(Data entries)
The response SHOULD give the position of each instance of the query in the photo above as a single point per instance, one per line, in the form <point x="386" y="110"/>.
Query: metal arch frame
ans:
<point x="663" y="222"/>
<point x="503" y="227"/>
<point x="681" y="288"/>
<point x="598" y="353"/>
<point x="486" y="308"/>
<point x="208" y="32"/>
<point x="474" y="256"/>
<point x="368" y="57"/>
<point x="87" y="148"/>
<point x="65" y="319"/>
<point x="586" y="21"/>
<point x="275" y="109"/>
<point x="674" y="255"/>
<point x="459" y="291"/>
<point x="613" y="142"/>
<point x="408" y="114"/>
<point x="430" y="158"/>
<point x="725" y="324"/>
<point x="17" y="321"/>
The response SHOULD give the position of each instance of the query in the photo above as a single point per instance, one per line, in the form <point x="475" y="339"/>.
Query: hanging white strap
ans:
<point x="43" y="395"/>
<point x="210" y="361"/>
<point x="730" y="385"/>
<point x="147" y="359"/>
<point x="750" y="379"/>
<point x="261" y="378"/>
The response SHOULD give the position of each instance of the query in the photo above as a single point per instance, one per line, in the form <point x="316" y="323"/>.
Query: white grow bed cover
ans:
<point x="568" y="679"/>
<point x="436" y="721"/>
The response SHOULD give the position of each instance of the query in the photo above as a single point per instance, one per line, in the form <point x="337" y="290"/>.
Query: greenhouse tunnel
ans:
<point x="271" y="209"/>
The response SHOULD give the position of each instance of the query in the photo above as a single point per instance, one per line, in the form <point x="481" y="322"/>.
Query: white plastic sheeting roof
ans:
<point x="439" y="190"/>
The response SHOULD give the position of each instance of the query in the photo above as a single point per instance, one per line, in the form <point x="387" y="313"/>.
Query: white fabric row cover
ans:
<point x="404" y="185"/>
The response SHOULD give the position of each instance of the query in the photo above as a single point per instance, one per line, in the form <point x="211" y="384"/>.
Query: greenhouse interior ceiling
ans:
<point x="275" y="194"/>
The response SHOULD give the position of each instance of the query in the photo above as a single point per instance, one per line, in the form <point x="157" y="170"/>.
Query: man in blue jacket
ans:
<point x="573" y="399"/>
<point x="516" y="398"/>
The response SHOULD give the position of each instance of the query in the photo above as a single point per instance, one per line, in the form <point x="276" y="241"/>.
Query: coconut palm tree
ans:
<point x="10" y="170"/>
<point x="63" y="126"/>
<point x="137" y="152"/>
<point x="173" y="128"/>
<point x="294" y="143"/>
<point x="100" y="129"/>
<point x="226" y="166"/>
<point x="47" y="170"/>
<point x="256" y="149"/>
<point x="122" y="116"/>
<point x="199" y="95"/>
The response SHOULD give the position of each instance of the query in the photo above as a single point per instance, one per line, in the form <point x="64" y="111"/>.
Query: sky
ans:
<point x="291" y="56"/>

WHAT YOU HAVE TO DO: Collect each line of the material above that contains the string "greenhouse". The match is case-sensitive.

WRITTEN SOLUTION:
Query: greenhouse tunnel
Query: greenhouse interior ceiling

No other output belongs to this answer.